TASK INPUT =
----------

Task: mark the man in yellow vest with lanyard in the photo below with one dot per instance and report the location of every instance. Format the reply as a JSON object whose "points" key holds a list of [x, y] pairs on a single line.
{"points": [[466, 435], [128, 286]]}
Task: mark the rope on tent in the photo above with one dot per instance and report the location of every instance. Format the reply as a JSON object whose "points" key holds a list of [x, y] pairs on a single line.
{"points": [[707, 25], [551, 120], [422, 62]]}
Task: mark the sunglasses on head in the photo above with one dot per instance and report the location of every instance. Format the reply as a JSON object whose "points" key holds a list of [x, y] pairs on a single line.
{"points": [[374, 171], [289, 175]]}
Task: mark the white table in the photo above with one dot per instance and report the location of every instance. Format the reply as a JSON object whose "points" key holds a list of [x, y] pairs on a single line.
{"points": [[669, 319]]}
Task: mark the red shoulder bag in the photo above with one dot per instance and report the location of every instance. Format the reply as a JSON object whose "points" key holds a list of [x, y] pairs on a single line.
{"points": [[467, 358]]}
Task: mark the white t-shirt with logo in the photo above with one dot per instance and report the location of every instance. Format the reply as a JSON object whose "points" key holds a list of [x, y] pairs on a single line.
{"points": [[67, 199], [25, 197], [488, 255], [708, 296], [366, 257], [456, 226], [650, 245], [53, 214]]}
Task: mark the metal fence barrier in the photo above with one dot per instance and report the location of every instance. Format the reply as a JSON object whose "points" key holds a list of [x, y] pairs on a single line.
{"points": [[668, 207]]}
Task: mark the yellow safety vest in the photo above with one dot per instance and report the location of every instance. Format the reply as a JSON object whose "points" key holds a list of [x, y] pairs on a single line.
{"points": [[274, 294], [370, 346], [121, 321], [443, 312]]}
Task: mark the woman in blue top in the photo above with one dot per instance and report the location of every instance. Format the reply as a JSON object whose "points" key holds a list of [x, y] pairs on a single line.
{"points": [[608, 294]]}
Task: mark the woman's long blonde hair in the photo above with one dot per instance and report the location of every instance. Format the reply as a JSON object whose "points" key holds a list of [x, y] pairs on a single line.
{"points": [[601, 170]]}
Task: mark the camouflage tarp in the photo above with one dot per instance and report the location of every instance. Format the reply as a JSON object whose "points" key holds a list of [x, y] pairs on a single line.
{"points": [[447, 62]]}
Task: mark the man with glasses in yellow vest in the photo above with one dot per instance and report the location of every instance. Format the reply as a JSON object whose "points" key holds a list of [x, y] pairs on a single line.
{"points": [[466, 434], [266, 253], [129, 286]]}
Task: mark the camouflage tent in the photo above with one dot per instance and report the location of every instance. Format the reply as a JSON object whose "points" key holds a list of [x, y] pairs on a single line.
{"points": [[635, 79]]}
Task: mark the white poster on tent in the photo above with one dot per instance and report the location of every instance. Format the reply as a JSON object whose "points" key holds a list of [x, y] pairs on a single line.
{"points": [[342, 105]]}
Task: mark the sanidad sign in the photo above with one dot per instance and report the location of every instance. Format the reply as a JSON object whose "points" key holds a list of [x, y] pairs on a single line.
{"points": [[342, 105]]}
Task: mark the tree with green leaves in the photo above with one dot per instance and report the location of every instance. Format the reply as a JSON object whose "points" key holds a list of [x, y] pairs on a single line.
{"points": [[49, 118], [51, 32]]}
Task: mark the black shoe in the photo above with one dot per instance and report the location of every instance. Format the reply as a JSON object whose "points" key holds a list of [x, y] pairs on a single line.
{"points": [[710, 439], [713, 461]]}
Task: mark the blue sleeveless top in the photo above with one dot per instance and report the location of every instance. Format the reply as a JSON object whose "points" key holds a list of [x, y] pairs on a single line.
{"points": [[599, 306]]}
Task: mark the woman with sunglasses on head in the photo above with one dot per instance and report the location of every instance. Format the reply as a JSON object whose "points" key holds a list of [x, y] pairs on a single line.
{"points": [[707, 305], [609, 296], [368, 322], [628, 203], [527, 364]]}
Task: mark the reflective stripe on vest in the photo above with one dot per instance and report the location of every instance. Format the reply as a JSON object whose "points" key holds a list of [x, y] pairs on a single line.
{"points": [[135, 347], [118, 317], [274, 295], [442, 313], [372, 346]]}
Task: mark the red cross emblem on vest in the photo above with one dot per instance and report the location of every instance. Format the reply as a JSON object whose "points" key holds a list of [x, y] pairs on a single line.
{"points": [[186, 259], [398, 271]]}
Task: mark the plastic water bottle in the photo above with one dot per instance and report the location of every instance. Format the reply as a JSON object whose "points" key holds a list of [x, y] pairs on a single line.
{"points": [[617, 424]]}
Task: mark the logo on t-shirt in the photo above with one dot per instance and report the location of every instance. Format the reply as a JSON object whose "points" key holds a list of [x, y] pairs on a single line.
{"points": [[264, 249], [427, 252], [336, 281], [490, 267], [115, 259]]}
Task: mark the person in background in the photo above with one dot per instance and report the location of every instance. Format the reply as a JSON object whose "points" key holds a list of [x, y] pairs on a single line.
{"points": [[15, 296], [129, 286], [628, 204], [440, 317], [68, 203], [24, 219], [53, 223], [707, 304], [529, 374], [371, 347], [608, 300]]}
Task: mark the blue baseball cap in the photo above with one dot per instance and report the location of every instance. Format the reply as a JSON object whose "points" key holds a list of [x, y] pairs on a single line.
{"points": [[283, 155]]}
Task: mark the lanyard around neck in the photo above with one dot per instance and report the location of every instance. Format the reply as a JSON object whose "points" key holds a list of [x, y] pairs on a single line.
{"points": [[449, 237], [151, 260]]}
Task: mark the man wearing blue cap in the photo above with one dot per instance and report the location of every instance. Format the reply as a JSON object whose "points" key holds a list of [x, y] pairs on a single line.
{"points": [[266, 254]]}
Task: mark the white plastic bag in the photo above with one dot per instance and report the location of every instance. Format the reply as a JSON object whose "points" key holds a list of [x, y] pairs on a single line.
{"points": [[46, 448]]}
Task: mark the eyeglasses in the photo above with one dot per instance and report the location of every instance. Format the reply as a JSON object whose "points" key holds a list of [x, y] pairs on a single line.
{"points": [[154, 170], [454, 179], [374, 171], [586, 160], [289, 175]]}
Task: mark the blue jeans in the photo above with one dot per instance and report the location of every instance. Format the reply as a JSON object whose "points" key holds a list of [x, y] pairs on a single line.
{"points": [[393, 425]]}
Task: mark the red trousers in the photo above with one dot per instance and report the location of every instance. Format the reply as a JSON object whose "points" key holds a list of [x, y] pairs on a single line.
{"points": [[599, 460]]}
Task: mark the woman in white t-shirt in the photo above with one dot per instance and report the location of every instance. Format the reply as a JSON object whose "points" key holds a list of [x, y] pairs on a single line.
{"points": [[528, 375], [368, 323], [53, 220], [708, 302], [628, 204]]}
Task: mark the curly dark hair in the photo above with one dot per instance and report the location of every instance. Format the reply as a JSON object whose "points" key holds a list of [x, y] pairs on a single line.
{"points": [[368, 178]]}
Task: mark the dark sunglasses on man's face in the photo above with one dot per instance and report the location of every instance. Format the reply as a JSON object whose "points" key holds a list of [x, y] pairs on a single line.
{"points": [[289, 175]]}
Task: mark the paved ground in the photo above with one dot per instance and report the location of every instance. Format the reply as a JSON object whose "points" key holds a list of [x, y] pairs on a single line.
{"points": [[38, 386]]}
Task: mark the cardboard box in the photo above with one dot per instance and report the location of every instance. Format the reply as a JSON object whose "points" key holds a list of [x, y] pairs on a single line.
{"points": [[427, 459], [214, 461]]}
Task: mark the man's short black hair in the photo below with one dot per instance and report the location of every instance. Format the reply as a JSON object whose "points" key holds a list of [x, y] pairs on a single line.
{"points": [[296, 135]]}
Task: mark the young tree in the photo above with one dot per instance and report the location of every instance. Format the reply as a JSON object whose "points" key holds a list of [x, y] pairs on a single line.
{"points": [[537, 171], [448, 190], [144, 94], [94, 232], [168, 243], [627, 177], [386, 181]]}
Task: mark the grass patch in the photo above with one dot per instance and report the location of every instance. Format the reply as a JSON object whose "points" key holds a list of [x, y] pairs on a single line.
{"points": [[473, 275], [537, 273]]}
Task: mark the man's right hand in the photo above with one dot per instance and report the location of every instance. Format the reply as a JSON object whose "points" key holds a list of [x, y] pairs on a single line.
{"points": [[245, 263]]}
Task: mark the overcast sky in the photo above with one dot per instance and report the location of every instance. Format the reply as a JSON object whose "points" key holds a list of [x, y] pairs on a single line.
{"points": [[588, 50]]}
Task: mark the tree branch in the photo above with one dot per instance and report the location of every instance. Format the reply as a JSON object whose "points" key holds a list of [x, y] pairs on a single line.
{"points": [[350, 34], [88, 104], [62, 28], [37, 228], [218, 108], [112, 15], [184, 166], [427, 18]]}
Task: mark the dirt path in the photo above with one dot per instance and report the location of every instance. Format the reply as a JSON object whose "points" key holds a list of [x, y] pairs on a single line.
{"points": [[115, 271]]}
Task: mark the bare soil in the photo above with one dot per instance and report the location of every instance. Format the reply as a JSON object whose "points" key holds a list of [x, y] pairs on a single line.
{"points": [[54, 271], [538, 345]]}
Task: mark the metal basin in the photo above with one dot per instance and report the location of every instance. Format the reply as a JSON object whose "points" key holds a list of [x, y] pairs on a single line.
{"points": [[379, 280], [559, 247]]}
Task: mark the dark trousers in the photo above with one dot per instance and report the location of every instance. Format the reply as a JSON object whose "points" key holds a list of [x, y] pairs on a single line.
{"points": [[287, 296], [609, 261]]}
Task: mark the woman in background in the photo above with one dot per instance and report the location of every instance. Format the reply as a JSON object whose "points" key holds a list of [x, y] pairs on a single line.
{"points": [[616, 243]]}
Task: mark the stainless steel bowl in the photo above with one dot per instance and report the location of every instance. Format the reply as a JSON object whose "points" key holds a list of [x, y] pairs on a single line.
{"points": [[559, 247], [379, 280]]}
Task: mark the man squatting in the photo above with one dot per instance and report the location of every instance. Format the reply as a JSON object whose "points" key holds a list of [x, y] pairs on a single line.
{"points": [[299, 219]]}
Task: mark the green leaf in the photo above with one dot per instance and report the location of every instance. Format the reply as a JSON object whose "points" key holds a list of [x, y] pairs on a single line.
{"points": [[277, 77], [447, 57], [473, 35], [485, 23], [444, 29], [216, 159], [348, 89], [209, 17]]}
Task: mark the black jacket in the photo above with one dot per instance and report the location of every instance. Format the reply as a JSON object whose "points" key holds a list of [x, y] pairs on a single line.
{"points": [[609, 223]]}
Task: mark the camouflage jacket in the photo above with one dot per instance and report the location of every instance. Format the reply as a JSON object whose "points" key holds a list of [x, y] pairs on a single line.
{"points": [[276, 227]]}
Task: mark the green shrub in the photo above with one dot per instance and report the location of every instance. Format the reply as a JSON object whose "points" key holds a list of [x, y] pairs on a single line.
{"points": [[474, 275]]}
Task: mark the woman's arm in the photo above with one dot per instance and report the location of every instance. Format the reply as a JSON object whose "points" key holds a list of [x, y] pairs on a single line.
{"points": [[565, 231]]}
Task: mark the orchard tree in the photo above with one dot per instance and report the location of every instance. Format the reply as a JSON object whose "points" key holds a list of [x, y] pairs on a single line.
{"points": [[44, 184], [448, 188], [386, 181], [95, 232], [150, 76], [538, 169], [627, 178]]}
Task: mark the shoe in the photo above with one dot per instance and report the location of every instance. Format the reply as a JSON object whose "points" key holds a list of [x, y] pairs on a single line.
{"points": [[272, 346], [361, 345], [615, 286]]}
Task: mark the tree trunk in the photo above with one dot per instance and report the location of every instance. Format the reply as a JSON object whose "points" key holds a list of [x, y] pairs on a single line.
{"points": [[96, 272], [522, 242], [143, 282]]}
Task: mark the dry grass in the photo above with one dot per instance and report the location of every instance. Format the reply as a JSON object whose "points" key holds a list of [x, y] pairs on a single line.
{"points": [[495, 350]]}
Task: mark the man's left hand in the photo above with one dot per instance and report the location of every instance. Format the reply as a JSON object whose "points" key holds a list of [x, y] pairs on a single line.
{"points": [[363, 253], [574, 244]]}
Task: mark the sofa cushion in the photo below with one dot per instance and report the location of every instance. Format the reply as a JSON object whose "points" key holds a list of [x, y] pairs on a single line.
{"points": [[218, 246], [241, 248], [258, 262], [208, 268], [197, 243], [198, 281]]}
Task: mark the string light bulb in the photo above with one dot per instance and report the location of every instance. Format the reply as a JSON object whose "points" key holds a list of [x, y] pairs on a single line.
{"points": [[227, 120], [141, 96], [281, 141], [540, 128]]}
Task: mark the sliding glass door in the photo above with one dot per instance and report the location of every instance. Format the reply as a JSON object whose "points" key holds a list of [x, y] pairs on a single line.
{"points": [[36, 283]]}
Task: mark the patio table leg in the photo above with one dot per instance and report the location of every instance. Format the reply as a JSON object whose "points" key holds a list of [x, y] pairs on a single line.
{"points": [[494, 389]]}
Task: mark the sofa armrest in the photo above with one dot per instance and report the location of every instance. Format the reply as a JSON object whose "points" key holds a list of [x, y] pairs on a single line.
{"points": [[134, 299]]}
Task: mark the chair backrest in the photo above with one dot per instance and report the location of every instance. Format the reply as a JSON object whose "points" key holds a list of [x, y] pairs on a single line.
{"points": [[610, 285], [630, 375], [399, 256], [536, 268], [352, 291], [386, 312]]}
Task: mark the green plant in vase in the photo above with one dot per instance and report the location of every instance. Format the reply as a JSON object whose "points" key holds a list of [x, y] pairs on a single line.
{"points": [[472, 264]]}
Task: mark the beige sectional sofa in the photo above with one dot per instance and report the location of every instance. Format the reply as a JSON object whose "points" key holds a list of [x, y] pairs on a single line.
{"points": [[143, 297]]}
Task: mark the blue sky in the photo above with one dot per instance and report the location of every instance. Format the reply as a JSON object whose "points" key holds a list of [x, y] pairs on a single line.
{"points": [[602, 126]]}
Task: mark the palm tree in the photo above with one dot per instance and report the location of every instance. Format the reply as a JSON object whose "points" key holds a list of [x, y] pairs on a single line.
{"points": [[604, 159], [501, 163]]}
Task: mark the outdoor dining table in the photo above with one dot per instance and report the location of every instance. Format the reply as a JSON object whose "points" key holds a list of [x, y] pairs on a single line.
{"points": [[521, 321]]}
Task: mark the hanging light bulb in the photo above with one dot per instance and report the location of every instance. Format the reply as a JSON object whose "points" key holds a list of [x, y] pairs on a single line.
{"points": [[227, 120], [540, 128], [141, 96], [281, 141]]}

----------

EXERCISE DETAILS =
Only the lines from the one that contains "Task: mark the palm" to the end of the data should be output, exactly as they appear.

TASK OUTPUT =
Task: mark the palm tree in the photo above with one dot per instance and report the location of every instance. Format the reply as a JSON object whose "points" key holds a list of [x, y] pairs on a single line.
{"points": [[604, 159], [501, 163]]}
Task: mark the outdoor dining table in the photo above with one dot per instance and report the location of every instance. Format the reply as a JSON object whose "points" key holds a list of [x, y] pairs on a single line.
{"points": [[521, 321]]}
Task: mark the hanging light bulb in the photo above with one dot per instance and report the location of every instance. Format the reply as a JSON object whose "points" key holds a list of [x, y] pairs on a single line.
{"points": [[227, 120], [540, 128], [141, 96], [281, 141]]}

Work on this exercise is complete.